::: DATA FOR THIS TASK
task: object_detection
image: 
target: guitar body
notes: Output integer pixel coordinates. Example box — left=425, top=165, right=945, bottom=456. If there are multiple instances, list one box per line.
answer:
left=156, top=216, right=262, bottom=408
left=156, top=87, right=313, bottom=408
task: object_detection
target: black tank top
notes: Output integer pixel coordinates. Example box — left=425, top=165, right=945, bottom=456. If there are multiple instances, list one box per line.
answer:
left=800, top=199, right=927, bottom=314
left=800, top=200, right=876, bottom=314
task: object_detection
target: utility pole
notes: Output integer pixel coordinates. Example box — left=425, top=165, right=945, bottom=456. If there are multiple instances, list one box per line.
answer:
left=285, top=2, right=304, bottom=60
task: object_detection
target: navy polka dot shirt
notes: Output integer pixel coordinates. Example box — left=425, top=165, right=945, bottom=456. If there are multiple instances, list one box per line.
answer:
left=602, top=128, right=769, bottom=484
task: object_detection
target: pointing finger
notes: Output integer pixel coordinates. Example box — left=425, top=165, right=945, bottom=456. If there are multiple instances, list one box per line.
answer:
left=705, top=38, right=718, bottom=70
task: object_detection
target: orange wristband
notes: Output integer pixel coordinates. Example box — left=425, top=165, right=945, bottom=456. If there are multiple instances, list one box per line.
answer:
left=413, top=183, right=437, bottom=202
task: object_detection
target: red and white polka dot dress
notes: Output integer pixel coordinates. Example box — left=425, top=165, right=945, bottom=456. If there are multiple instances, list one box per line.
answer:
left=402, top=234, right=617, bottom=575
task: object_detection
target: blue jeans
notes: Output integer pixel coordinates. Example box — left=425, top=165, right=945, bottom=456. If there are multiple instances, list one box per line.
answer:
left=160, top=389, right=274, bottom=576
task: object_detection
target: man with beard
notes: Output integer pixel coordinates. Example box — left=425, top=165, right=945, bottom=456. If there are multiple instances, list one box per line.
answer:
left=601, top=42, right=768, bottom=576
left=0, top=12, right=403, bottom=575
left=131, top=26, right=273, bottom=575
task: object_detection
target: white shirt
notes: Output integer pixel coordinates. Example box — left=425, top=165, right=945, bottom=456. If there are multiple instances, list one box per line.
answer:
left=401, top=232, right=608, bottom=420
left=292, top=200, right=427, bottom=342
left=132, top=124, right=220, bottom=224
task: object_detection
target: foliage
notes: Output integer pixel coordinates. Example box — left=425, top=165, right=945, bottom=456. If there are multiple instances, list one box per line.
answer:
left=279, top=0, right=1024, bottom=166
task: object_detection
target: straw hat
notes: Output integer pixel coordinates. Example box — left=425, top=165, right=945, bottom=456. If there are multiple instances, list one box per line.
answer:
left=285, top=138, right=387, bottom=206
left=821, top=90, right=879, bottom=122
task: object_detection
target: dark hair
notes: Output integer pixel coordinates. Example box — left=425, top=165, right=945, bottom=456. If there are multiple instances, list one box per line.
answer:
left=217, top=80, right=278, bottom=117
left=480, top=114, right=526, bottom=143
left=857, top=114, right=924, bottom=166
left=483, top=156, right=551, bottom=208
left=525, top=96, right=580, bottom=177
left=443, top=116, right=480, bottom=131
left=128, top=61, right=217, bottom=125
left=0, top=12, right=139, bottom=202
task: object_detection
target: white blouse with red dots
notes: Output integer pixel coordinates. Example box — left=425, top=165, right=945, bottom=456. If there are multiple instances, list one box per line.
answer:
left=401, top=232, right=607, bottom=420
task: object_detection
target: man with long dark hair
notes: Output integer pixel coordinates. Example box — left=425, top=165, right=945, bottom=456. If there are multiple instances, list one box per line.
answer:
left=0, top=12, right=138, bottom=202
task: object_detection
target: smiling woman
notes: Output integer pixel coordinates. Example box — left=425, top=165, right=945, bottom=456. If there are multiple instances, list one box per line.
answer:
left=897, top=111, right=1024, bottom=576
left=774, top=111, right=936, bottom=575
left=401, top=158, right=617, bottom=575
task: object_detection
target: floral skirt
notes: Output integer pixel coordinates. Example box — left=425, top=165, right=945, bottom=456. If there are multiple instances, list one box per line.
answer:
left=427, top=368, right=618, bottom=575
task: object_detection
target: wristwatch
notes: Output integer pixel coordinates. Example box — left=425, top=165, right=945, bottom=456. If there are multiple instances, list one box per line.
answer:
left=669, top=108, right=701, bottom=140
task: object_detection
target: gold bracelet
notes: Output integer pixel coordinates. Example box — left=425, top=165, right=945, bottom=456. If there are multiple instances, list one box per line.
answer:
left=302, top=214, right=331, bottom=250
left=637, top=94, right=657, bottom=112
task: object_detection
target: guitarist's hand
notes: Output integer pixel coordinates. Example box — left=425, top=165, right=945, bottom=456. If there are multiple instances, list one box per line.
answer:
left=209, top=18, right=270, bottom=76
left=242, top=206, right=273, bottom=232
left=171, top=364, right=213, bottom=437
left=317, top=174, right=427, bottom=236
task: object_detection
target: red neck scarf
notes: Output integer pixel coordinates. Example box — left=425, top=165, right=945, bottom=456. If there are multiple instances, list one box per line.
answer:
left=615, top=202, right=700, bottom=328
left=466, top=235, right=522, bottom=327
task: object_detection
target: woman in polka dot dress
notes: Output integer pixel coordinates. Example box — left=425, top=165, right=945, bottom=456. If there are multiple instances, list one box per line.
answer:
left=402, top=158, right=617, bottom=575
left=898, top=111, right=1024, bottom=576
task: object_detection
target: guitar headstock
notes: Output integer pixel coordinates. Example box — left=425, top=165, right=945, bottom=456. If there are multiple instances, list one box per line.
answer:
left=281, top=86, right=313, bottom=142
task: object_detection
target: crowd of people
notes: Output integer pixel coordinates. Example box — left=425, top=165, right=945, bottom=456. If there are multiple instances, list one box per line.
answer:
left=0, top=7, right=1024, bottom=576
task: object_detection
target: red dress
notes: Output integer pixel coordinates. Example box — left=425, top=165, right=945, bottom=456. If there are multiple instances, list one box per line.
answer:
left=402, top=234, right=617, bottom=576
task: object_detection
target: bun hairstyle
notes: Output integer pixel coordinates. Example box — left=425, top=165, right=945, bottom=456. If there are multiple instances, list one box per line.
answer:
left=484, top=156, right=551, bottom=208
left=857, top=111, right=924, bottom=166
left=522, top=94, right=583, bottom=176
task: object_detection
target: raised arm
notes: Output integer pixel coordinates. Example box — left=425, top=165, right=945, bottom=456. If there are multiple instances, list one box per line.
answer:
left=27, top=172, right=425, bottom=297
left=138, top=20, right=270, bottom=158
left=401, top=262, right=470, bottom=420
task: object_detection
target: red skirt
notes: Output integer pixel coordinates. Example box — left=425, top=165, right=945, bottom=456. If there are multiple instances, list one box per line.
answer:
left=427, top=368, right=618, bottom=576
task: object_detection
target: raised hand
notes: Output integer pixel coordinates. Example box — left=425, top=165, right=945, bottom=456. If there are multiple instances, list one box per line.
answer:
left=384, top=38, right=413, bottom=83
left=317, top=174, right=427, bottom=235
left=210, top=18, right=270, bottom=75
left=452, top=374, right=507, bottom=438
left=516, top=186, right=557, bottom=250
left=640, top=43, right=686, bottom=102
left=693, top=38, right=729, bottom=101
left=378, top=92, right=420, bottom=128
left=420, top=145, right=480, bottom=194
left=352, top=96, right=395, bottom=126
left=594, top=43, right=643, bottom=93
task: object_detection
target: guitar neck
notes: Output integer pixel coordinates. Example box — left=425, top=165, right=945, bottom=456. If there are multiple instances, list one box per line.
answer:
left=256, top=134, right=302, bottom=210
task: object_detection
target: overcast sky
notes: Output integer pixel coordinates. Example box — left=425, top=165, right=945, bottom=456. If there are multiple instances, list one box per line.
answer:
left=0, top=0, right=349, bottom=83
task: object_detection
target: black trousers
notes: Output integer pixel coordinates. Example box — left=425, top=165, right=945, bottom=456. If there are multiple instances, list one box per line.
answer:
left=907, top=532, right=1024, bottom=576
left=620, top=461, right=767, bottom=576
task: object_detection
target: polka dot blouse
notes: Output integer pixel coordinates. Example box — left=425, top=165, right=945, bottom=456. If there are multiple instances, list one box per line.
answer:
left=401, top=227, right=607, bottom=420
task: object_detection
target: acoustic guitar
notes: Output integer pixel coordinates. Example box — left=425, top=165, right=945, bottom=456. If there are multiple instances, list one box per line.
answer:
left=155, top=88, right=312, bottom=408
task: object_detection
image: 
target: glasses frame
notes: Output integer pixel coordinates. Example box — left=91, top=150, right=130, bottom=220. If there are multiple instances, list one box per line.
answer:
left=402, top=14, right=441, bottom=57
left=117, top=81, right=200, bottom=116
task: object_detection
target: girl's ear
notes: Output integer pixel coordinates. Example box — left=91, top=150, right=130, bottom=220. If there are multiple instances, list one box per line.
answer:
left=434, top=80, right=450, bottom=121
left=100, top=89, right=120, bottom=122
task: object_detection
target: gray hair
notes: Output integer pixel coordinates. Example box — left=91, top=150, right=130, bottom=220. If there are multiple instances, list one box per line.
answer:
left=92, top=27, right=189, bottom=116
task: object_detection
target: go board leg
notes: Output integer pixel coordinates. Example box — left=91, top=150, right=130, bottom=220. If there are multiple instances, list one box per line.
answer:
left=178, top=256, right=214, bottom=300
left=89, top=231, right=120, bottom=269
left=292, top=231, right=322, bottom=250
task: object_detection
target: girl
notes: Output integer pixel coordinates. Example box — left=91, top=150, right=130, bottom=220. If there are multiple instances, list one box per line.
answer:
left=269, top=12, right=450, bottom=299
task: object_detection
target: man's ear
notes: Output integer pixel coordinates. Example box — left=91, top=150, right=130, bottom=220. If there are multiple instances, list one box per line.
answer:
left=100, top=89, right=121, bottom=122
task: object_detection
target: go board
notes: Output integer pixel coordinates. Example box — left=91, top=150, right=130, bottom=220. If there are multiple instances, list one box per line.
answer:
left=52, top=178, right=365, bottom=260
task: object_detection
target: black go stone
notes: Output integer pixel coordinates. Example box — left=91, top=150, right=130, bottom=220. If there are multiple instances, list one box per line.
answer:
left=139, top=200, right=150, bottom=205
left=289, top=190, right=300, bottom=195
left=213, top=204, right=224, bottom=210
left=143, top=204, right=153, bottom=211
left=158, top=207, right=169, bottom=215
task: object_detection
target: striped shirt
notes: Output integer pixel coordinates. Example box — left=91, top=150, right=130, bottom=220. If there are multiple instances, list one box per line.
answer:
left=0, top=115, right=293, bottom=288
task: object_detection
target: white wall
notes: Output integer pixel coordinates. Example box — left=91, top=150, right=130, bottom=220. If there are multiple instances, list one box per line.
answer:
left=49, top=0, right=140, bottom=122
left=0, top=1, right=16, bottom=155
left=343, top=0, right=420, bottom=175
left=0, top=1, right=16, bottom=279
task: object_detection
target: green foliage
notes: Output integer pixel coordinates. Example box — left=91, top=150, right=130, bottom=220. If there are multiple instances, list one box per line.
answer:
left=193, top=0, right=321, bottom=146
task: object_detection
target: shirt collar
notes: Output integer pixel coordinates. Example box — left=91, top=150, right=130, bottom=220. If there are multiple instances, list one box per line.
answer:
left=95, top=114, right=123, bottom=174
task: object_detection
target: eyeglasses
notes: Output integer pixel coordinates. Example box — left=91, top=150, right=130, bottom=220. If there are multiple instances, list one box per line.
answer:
::::::
_REQUIREMENT_:
Copy the lines from the very first one through the line containing "left=156, top=87, right=313, bottom=408", switching "guitar body" to "guitar neck" and leaving everything else as it is.

_RESULT_:
task: object_detection
image: 
target: guitar neck
notes: Output integer pixel coordinates. Example box — left=425, top=165, right=945, bottom=456. If there are multiple instances, list one box per line.
answer:
left=156, top=216, right=262, bottom=408
left=156, top=87, right=313, bottom=408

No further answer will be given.